QUOTED TEXT:
Where’s your mountain? There wasn’t a mountain I ever saw that I didn’t want to climb (although the practicalities of that desire are another thing!) There is the rewarding effort of getting to the top, and then the magnificent views at the summit.
Mountains are special in the Bible too. Abraham was called to a mountain as the climax of his spiritual journey. Moses was called up a mountain to meet with God. This is a pattern that we can find throughout the Bible.
These days, I don’t climb many mountains. Life’s too busy these days. However, that doesn’t mean that I don’t have my mountain: my special places where I love to be with Jesus.
When I pray, I love to do it while walking in a beautiful, natural place, such as in a peaceful park or the beach. That’s when I really feel close to God and hear his voice.
Jesus loved to spend time with his heavenly Father. He demonstrated the ultimate fulfilment of the Bible’s injunction to,
pray continually (1 Thess. 5:17).
To preserve your relationship with Jesus, you have to find your mountain
Christ’s prayer life wasn’t limited to the specific times that he set aside to pray. He was literally always praying, because he always maintained the channels of communication with his heavenly Father opened. In whatever he was doing, Jesus was continually praying. Prayer wasn’t just part of his daily life, it was his daily life.

DESCRIPTION OF THE TASK: Copy the prayer passage again, beginning at "To preserve your" and stopping after "his daily life.", and change "channels of communication" to "lines of communication".

DATASET EXTRACT:
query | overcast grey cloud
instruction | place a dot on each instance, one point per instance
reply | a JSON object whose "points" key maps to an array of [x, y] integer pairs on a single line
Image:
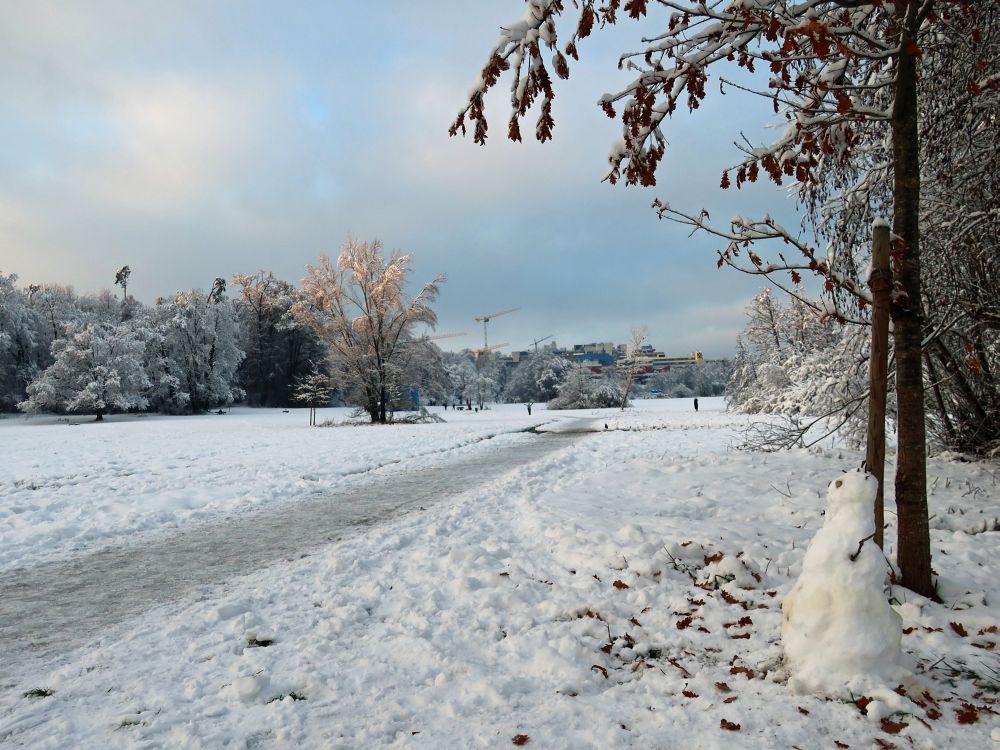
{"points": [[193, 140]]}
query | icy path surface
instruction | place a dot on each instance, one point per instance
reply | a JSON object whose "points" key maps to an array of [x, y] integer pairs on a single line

SOLUTION TO THIS PROBLEM:
To preserve your relationship with Jesus, you have to find your mountain
Christ’s prayer life wasn’t limited to the specific times that he set aside to pray. He was literally always praying, because he always maintained the lines of communication with his heavenly Father opened. In whatever he was doing, Jesus was continually praying. Prayer wasn’t just part of his daily life, it was his daily life.